#### Texto de lectura:
Uno de los grandes deseos del hombre, y también uno de sus más grandes miedos, radica en poder predecir su muerte. Una vez que la fecha está fijada la incertidumbre termina, y los planes que obsesivamente trazamos con vistas a una aparente inmortalidad se reducen, se concentran, se enfocan en torno a ese punto inamovible; en torno a la irremediable caída del telón y a la preparación del acto final.
Segunda adaptación de una obra teatral en la carrera de Dolan –la primera fue la estupenda reinvención de Tom à la ferme– Juste la fin du monde narra el regreso a casa de un reconocido escritor tras doce años de ausencia, para reencontrar a la familia que abandonó en su juventud (o más bien de la que escapó en su juventud) y anunciarles la proximidad de su muerte debido a una enfermedad terminal.

#### Acciones requeridas:
[A] Según el texto sobre Juste la fin du monde, ¿cuántos años de ausencia lleva el escritor cuando regresa a casa?
[B] Actualiza el tramo del texto sobre Juste la fin du monde que va de "Segunda adaptación de" a "una enfermedad terminal." y sustituye "doce años" por "quince años".
Las líneas no guardan relación alguna con el texto sobre Juste la fin du monde.

#### Extracto de datos:
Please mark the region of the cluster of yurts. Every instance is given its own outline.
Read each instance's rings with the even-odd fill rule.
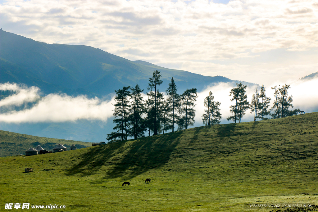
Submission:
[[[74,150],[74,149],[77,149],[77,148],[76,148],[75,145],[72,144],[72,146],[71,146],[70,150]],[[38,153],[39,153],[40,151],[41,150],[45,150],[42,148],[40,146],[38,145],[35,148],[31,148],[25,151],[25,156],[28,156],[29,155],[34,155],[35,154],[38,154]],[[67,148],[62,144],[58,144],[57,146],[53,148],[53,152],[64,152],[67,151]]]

#### Respuestas a continuación:
[A] Doce años.

[B]
Segunda adaptación de una obra teatral en la carrera de Dolan –la primera fue la estupenda reinvención de Tom à la ferme– Juste la fin du monde narra el regreso a casa de un reconocido escritor tras quince años de ausencia, para reencontrar a la familia que abandonó en su juventud (o más bien de la que escapó en su juventud) y anunciarles la proximidad de su muerte debido a una enfermedad terminal.